== What is being asked ==
Copy the records starting at the line containing "Target: blue sky" and ending at the last line of the records, requests included, and raise every x and y coordinate in the answers by 12.

== Data provided ==
※
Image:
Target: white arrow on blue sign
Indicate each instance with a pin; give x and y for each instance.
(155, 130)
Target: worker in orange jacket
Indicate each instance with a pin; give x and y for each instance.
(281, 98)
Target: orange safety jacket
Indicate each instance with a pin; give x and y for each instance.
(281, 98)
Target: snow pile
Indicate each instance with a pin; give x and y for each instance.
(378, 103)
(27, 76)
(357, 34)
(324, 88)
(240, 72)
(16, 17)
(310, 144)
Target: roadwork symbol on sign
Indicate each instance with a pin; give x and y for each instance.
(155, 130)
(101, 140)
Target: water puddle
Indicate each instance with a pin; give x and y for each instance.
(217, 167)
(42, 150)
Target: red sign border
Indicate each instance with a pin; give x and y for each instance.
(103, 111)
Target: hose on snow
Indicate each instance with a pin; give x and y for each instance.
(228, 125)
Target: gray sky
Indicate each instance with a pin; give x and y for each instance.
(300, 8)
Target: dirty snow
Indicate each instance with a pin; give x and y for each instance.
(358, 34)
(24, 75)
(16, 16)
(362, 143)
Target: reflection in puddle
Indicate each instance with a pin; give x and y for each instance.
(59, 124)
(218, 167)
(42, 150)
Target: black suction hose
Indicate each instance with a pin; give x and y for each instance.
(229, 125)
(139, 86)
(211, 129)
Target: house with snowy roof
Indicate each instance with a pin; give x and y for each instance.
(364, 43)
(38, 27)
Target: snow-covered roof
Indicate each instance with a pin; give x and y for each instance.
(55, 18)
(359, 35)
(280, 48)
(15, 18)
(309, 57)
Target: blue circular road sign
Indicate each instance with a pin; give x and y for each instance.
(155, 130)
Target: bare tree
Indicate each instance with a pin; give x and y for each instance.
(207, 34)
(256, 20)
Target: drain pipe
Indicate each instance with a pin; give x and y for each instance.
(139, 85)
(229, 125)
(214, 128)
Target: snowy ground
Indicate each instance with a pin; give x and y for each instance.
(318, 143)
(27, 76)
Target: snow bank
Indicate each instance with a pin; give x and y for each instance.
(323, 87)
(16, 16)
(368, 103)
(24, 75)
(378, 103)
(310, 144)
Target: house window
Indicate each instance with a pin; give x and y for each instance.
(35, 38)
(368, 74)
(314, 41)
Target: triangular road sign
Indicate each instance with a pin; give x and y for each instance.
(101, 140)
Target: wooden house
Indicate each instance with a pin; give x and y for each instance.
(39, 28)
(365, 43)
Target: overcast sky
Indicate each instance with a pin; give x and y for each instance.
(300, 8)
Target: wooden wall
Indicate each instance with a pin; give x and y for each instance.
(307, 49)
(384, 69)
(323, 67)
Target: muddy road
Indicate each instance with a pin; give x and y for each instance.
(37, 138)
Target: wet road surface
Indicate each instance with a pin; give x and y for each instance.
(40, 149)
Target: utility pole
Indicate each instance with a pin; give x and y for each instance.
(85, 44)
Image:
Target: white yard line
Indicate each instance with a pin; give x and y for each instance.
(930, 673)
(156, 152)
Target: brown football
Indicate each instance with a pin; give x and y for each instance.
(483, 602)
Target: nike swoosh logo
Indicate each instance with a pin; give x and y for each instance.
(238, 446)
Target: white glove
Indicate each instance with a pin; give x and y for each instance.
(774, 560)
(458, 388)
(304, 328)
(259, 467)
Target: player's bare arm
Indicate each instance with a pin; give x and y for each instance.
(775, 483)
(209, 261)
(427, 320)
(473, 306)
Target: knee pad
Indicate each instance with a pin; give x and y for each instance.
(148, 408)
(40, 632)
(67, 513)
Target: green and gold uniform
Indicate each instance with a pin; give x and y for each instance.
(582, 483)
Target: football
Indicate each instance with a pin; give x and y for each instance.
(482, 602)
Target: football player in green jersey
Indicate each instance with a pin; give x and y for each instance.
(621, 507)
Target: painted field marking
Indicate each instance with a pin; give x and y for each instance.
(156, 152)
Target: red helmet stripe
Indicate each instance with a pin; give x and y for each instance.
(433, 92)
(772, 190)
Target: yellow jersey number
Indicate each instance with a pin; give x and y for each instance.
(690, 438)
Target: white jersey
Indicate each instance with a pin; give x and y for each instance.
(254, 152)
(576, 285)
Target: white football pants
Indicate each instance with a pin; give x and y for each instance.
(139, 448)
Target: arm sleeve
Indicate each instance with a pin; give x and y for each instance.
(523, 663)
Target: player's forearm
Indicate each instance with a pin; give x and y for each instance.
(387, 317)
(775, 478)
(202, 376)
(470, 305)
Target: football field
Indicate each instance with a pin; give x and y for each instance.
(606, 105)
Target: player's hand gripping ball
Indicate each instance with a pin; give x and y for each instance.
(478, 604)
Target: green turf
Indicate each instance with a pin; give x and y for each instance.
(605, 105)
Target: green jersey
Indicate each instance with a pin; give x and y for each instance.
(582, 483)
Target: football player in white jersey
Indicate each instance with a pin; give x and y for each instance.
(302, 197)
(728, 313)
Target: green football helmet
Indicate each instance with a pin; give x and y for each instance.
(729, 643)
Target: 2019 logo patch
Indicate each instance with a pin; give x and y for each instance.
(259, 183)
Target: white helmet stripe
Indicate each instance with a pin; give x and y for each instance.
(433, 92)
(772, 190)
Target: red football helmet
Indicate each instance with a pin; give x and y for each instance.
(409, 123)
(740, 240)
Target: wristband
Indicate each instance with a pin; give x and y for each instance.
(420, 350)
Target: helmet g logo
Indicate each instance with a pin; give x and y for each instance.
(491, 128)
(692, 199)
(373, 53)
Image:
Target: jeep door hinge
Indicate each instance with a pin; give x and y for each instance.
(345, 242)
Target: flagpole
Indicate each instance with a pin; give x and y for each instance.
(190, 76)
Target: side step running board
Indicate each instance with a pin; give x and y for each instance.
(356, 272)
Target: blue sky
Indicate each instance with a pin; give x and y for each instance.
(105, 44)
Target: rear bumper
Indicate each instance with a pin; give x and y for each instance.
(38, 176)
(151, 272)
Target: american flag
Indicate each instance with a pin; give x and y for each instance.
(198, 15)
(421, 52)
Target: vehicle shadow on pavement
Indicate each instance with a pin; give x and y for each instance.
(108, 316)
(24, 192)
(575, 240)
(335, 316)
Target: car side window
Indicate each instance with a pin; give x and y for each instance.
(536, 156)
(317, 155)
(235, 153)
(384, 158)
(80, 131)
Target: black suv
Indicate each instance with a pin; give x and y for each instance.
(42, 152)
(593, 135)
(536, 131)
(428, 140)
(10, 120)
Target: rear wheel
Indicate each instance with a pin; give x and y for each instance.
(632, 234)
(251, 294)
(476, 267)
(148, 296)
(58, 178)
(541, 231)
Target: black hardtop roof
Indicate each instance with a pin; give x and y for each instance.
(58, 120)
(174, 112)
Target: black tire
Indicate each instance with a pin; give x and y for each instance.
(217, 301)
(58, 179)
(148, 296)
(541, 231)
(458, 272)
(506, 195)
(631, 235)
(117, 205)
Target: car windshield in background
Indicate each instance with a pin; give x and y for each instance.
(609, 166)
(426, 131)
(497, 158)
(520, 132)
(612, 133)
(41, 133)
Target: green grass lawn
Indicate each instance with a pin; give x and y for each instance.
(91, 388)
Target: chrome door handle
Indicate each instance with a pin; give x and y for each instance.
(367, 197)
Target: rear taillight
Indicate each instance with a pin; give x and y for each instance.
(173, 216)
※
== Response to this task ==
Target: blue sky
Indicate each instance with a pin; give x and y for each instance.
(117, 56)
Target: rear bumper
Indicate each instance with a pin; give x and y for each instance.
(50, 188)
(163, 284)
Target: american flag
Indicate each instance with a pin; give x and y for each instance.
(210, 27)
(433, 64)
Target: vehicle shadow on pavement
Indicate each instance with a pin; give x and y for each instance.
(120, 328)
(36, 204)
(587, 252)
(347, 328)
Target: car side window
Indicate each instance with a pin; give x and y for each instance.
(548, 168)
(329, 167)
(247, 165)
(396, 170)
(92, 143)
Target: black suv
Indicate each instance with a pin; give x and y for each instance.
(54, 164)
(605, 147)
(548, 143)
(440, 152)
(22, 132)
Target: rear wheel
Indicate each instance with a pin; give x and y for each instance.
(644, 246)
(263, 306)
(488, 279)
(160, 308)
(70, 190)
(553, 243)
Target: black hardtop roof
Indicate each instance with a pin; give x and y for each instance.
(70, 132)
(186, 124)
Target: black tire
Indicate each instance with a pin; give x and y for each instance.
(229, 313)
(70, 191)
(160, 308)
(553, 243)
(470, 284)
(518, 207)
(643, 247)
(129, 217)
Target: car windshield in background
Indicate each instance with a pin; give x and y for each instance.
(621, 178)
(438, 143)
(509, 170)
(532, 144)
(624, 145)
(53, 145)
Target: green grass lawn
Indicate each instance with a pin; give x and y for each instance.
(103, 400)
Target: chrome door handle
Indicate each instance with a pin; give x and y for each instance.
(379, 209)
Target: rear taillight
Indicate each instance with a pin; give x and y for each instance.
(185, 228)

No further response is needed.